__What is being asked__:
Please transcribe the part of the listing that opens with the line containing "on the projected" and closes with the line containing "point(272, 385)", both lines included. Copy those lines exactly and nothing else.

━━━ Dataset excerpts ━━━

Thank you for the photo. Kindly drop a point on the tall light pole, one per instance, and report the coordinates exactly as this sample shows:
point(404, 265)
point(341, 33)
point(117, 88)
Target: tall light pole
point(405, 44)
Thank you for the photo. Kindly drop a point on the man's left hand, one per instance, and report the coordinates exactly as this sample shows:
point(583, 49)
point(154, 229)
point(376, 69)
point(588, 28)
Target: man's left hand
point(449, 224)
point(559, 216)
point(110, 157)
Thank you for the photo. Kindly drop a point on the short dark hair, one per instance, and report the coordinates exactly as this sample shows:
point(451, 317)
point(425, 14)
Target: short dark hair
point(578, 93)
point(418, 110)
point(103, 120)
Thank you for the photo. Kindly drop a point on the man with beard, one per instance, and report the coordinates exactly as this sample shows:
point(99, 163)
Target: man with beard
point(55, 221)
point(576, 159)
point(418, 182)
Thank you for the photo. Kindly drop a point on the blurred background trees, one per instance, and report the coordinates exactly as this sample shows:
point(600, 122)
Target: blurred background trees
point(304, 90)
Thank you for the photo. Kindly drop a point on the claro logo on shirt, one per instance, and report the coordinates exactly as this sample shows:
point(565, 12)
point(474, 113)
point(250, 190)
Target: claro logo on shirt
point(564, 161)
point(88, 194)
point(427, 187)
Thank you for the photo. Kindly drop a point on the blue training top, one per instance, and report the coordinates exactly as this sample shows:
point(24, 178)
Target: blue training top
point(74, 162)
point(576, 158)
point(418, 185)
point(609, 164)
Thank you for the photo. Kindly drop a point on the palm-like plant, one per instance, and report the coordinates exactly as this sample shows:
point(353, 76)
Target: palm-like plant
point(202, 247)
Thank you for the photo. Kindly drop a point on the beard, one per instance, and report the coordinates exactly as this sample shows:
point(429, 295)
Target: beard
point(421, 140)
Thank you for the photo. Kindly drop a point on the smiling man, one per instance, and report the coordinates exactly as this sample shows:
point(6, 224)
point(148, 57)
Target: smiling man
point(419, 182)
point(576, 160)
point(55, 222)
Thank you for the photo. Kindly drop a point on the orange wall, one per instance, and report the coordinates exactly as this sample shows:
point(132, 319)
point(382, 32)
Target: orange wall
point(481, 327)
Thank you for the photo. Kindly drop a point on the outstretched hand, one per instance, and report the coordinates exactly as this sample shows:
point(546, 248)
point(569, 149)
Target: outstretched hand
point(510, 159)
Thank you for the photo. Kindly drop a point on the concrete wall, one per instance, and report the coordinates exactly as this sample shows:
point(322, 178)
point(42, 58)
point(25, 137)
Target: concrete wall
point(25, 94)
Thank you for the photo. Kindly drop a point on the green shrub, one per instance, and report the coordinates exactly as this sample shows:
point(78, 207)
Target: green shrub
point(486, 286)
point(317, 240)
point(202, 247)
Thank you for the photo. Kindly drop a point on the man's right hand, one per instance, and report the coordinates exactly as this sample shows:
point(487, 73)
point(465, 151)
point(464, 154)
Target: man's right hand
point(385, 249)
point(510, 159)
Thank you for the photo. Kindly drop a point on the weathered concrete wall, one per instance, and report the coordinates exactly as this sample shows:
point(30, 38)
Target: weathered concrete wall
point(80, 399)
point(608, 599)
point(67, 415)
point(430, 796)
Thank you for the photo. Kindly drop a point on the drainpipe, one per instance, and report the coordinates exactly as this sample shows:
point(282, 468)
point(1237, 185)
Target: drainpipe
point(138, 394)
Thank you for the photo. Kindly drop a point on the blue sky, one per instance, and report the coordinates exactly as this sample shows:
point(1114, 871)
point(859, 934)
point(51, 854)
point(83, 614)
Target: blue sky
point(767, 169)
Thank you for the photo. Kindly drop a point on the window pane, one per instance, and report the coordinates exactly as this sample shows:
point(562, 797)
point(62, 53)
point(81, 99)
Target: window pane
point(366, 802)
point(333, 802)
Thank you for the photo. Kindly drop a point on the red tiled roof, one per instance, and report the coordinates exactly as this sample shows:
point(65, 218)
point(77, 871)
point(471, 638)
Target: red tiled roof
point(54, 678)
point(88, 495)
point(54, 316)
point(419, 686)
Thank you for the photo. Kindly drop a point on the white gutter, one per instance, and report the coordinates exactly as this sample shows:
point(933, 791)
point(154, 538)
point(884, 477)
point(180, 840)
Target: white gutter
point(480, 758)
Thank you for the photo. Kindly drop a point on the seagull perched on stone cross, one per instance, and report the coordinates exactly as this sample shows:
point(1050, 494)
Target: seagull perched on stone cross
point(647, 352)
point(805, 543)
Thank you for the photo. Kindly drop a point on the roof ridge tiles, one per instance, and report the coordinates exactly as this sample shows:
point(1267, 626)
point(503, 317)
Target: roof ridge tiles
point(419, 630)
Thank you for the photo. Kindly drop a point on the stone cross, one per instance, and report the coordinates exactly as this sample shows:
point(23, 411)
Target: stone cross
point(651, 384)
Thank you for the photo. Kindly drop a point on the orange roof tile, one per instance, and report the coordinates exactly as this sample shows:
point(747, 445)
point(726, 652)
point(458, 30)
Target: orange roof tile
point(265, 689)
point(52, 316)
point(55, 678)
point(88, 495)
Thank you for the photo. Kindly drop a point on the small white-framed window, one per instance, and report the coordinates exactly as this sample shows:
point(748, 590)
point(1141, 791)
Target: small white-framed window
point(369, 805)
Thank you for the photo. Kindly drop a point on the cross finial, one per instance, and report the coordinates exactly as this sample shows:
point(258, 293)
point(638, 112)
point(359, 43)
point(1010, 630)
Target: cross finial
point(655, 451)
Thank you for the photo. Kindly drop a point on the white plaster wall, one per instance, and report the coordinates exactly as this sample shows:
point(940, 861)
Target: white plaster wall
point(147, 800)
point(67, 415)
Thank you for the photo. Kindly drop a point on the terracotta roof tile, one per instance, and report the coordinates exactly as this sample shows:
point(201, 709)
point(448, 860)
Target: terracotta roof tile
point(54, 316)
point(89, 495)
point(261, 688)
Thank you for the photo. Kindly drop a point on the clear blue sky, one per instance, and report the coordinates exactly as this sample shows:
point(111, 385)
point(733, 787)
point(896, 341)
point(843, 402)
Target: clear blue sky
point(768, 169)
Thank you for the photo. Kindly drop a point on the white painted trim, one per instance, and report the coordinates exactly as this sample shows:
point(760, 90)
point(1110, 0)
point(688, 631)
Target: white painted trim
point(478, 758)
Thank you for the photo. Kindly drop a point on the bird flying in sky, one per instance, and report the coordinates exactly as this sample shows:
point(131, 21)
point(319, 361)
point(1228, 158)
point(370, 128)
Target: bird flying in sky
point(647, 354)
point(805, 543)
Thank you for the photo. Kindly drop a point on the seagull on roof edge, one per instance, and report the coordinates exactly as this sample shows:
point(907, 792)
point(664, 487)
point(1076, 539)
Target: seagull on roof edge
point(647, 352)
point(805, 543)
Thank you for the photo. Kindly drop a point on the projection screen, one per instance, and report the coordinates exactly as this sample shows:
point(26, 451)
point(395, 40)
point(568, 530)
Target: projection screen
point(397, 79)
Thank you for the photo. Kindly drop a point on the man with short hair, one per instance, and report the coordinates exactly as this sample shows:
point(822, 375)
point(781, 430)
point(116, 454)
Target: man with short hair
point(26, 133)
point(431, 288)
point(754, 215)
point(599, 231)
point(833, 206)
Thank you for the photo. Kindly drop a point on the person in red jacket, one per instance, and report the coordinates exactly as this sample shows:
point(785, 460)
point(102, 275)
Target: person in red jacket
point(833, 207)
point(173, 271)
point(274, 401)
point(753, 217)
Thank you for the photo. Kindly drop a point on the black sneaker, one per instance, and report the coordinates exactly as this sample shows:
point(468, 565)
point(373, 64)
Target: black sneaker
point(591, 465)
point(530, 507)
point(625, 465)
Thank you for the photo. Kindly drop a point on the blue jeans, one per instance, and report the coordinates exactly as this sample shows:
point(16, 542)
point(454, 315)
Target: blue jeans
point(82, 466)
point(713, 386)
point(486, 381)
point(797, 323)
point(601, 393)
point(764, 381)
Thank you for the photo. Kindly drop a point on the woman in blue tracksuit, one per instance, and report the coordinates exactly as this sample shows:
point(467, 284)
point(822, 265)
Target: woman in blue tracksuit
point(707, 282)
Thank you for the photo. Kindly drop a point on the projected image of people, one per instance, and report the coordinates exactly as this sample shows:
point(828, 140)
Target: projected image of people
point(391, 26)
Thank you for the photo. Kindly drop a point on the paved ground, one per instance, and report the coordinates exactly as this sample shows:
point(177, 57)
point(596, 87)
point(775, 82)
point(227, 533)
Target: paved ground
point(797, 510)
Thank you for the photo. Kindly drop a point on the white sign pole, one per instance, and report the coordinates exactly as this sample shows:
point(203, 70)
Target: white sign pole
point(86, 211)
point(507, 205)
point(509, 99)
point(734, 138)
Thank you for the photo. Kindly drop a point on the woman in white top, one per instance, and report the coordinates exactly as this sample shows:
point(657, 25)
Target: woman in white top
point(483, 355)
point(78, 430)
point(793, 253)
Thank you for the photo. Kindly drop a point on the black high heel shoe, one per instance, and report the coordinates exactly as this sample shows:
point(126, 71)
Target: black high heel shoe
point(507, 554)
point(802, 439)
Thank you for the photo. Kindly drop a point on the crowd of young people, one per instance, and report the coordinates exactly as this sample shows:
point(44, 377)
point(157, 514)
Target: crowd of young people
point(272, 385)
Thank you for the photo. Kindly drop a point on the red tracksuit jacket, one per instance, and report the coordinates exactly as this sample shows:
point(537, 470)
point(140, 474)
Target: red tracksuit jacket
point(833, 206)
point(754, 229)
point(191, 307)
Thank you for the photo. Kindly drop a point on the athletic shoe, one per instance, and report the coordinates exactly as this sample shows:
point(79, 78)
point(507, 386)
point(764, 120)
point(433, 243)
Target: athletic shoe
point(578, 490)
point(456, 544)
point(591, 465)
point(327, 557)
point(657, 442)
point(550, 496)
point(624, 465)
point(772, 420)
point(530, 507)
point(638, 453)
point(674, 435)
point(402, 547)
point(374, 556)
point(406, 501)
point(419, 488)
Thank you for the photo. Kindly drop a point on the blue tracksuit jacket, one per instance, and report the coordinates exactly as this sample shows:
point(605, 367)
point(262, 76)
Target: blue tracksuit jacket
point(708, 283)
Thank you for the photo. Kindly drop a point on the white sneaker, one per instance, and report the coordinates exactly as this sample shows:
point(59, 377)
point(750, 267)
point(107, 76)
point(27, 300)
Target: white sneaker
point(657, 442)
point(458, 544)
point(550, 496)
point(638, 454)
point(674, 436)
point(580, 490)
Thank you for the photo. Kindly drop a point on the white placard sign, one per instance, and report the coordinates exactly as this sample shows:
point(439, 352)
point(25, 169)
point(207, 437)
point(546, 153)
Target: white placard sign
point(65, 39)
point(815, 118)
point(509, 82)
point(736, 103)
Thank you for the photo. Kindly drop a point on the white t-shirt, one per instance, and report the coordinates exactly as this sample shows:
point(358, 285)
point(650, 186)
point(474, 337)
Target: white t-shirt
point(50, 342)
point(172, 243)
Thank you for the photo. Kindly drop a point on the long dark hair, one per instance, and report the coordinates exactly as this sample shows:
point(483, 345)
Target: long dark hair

━━━

__Response__:
Thank you for the photo. Kindly drop a point on the projected image of people, one per instance, and report the coordinates exactly as this sample shows:
point(828, 140)
Target: projected image of people
point(391, 26)
Thank you for the photo. Kindly drop a point on the paved ground, one per instance, and report the coordinates exactly as this sample shows:
point(177, 57)
point(596, 87)
point(775, 82)
point(227, 533)
Target: paved ground
point(797, 510)
Thank you for the photo. Kindly drop a point on the white sign pole, one per instance, and report the coordinates exactly as this sample shows:
point(203, 70)
Target: white sign pole
point(86, 211)
point(507, 205)
point(509, 99)
point(734, 138)
Thank you for the photo. Kindly drop a point on the woman in white top, one per instance, and report the coordinates exactly as this sample shows:
point(657, 25)
Target: woman in white top
point(483, 355)
point(78, 430)
point(793, 253)
Thank you for the photo. Kindly drop a point on the black high heel shoe, one per instance, and report the coordinates exactly as this sample shows:
point(126, 71)
Target: black high heel shoe
point(507, 554)
point(802, 439)
Thank you for the photo. Kindly drop a point on the crowd of young people, one per instance, and report the coordinates exactly as this sample shows:
point(44, 377)
point(157, 514)
Target: crowd of young people
point(272, 385)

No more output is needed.